Down to the last line, reproduce the data that follows, but skip the pictures.
* * * *
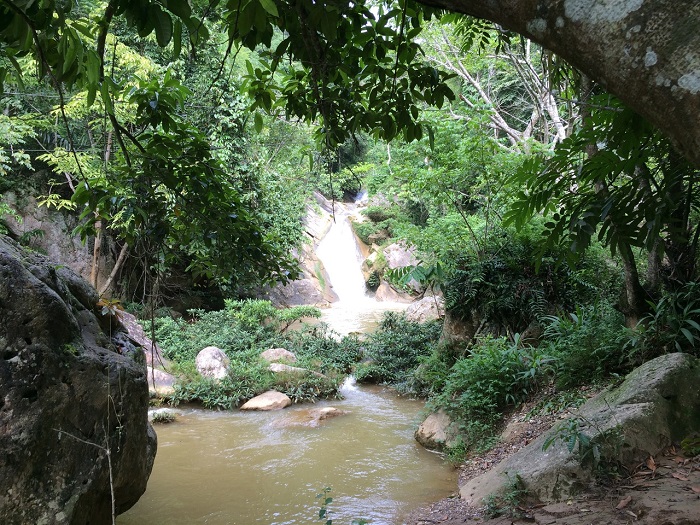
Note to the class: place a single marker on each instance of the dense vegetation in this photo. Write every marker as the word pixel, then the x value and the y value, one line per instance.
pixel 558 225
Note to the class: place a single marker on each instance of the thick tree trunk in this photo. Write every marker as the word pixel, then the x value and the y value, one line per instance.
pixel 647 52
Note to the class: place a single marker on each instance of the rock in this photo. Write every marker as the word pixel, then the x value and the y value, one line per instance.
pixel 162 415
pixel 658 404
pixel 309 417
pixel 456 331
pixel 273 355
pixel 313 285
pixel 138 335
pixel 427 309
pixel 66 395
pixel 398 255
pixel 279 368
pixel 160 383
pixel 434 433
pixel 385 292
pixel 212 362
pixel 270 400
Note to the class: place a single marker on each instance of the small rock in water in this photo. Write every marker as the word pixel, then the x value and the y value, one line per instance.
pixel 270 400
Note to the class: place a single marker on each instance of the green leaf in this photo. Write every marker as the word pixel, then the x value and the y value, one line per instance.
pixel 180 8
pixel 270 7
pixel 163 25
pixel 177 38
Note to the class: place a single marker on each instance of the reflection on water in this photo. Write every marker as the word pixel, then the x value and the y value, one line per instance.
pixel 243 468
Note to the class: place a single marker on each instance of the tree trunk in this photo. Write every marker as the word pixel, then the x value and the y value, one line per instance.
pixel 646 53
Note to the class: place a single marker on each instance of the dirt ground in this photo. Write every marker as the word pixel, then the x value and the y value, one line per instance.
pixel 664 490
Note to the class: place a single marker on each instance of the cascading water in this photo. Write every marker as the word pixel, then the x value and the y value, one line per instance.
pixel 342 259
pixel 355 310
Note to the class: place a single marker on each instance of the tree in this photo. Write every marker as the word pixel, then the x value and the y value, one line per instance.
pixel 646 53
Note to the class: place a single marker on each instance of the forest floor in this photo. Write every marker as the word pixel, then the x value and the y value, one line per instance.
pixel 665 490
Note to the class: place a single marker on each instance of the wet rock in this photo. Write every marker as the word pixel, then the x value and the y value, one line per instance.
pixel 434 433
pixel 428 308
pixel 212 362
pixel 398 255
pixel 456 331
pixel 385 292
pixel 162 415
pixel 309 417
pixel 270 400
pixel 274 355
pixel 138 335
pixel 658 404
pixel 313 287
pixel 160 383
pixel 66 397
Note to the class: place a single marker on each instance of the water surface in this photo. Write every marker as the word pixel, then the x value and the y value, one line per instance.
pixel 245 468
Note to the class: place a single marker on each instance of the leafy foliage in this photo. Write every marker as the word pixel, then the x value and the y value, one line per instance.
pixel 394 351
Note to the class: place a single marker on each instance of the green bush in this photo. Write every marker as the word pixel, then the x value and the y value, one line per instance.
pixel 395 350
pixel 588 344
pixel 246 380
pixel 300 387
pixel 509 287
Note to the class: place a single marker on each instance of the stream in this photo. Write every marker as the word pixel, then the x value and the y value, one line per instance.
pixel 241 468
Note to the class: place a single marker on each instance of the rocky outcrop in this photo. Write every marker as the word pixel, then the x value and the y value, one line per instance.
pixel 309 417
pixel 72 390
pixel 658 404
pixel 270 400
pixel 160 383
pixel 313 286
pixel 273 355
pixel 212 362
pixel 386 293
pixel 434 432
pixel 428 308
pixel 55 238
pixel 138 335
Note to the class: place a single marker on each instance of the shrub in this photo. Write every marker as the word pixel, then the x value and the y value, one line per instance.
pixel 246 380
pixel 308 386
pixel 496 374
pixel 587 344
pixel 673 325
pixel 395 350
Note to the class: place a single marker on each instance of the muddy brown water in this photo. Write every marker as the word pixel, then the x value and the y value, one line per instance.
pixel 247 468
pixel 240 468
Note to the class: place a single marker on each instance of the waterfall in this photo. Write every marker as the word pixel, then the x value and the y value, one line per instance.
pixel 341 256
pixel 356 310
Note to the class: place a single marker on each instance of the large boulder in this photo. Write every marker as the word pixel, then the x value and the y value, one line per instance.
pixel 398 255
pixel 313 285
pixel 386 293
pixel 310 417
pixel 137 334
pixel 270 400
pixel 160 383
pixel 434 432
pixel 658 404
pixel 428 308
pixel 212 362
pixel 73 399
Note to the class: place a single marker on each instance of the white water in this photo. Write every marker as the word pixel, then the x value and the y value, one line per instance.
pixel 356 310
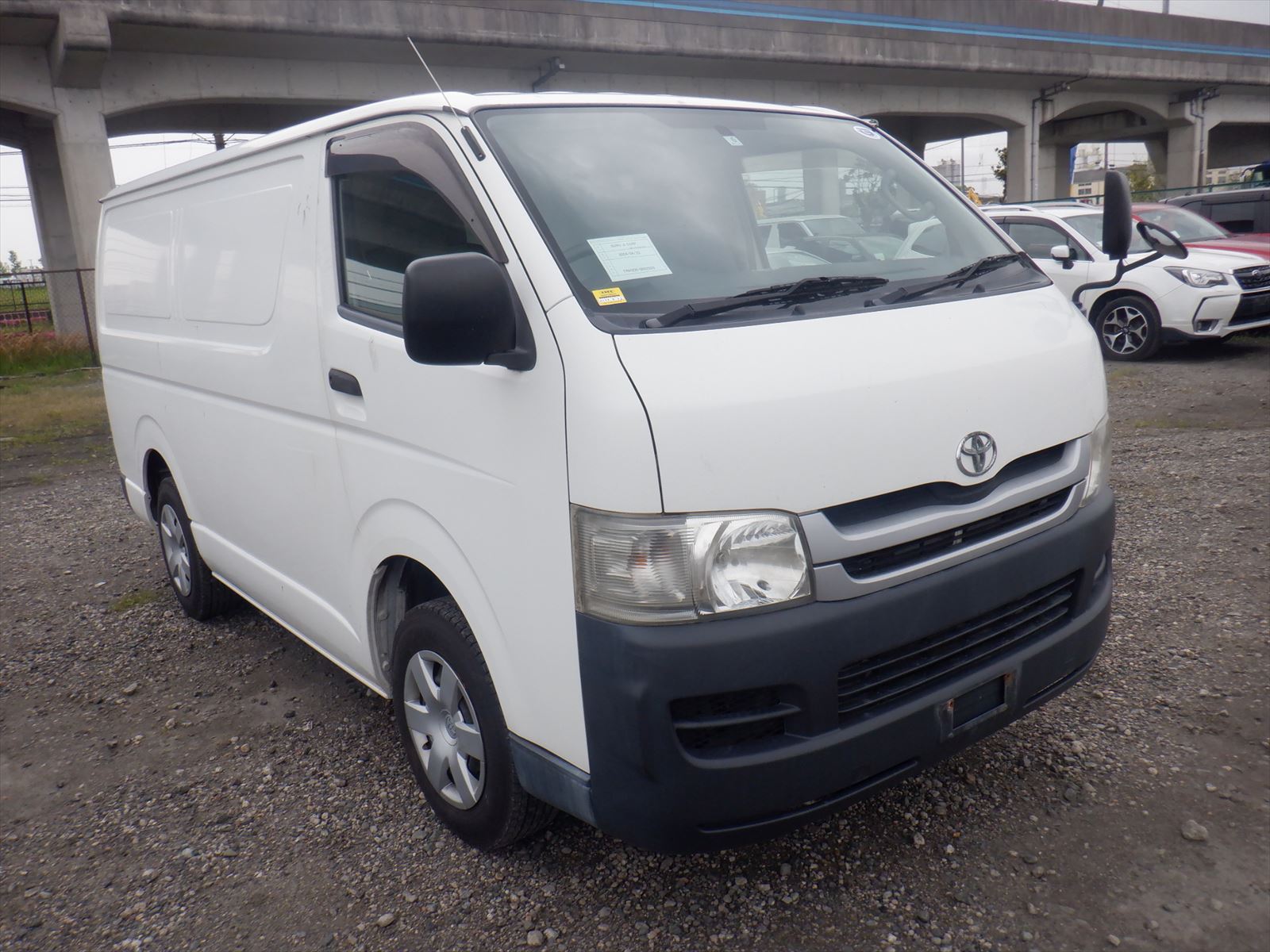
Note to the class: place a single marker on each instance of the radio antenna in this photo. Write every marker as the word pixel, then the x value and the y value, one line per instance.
* * * *
Reply:
Note to the class: place a single marker on each instance of the dense vegetation in this photo. Write every marker as the word pixel, then the x value and the y value, one line per instance.
pixel 558 225
Note to the class: place a single marker on each instance of the thick tree trunk in this photo. Write every marker as the word pixel, then the x value and the y value, one line per instance.
pixel 647 52
Note to the class: place a single marker on each instance of the rock in this photo. Write every marker as the word pixel, then the x value and the y value, one line per instance.
pixel 162 415
pixel 658 404
pixel 309 417
pixel 456 331
pixel 273 355
pixel 313 285
pixel 138 335
pixel 427 309
pixel 66 395
pixel 398 255
pixel 279 368
pixel 160 383
pixel 434 433
pixel 385 292
pixel 212 362
pixel 270 400
Note to the class: place a single marker on each instance of the small rock in water in this photo. Write every marker as the word pixel, then the x value and the y value, one line per instance.
pixel 270 400
Note to the class: place a single marker on each instance of the green leaf in this photo. Write every marker as the word pixel, then the x value and the y value, one line per instance.
pixel 180 8
pixel 270 7
pixel 163 25
pixel 177 38
Note to the class: place a single marker on each instance of the reflection on water in this photo. Write every marker as the word pixel, then the x value and the y value, one line per instance.
pixel 243 468
Note to the class: place a single marker on each instance of the tree trunk in this photo. Write every marker as the word pixel, then the x value and the y value, one line per instance.
pixel 646 53
Note to the class: place a single marker on each instance of the dirt ground in this photo. Write every marker as the word pixel, then the x value and the y value, one line per instance.
pixel 664 490
Note to the class: place a single marker on each instance of the cascading water in this photo. Write every marker as the word pixel, then the x value and the y value, one line per instance.
pixel 342 259
pixel 355 310
Note to the class: place a single marker on each instance of the tree in this photo. Write every marker as the word pixel, then the x value and the y value, one line per instance.
pixel 646 53
Note to the class: place a single marker on each instance of the forest floor in this photo. Write every marker as the word pixel, then the x value and the y value, one line per instance.
pixel 665 490
Note to the class: place a single marker on each instance of the wet rock in this photo. Write every marker as the word pixel, then the x value and the y value, one line per instance.
pixel 434 433
pixel 428 308
pixel 212 362
pixel 398 255
pixel 456 331
pixel 385 292
pixel 162 415
pixel 309 417
pixel 270 400
pixel 274 355
pixel 138 335
pixel 658 404
pixel 313 287
pixel 160 383
pixel 66 397
Note to the class: place a single marker on each instance of the water surface in this photo. Write every marker as the word pixel, then the x value and the y value, one line per instance.
pixel 245 468
Note to the class: place a single marker on each instance of the leafy foliage in this photo. Write every marker as the word pixel, then the x value and the y value, one line per instance.
pixel 394 351
Note to the class: place a single marker on each instance of the green bush in this photo. Write every marker as the word pixel, then the x value and the y value, one line per instance.
pixel 395 350
pixel 588 344
pixel 246 380
pixel 300 387
pixel 509 287
Note to the class: place a single marker on each instance of the stream in this photo. Write every marker as the word pixel, then the x value and the y value, one line per instance.
pixel 241 468
Note to the class: place a single marker on each instance of the rocky outcrop in this photo. Write every marker as the word pixel, then the x value and the y value, one line per instance.
pixel 309 417
pixel 72 390
pixel 658 404
pixel 270 400
pixel 160 383
pixel 313 286
pixel 273 355
pixel 212 362
pixel 386 293
pixel 434 432
pixel 428 308
pixel 55 238
pixel 138 335
Note to the class: place a single marker on each instance of the shrub in this photo. Write every marker as the word pixel, then the x value and the y value, one line per instance.
pixel 246 380
pixel 308 386
pixel 496 374
pixel 587 344
pixel 673 325
pixel 395 350
Note to the class: place a single marker on each instance of the muddy brown water in this photo. Write every marker as the word pixel, then the x value and the y value, one line per instance.
pixel 247 468
pixel 240 468
Note to the class: place a single marker on each instance of the waterfall in this photo. Write every marker as the word pixel, then the x value and the y value, one line per instance.
pixel 341 256
pixel 356 310
Note to the class: place a single marker on each instance of the large boulder in this photo. Write every marker as the word pixel, then the x value and the y value, one line per instance.
pixel 398 255
pixel 313 285
pixel 386 293
pixel 310 417
pixel 137 334
pixel 270 400
pixel 160 383
pixel 434 432
pixel 658 404
pixel 428 308
pixel 212 362
pixel 73 399
Note to the class: place a single marker on each instance of the white water in this photo. Write every marker as the word pixel, then the x value and the y value, one line per instance.
pixel 356 310
Note to the class: place a single marker on each instance of the radio antenna in this photo. Write every marker as the word pixel, then the x value and the y value, one line per instance.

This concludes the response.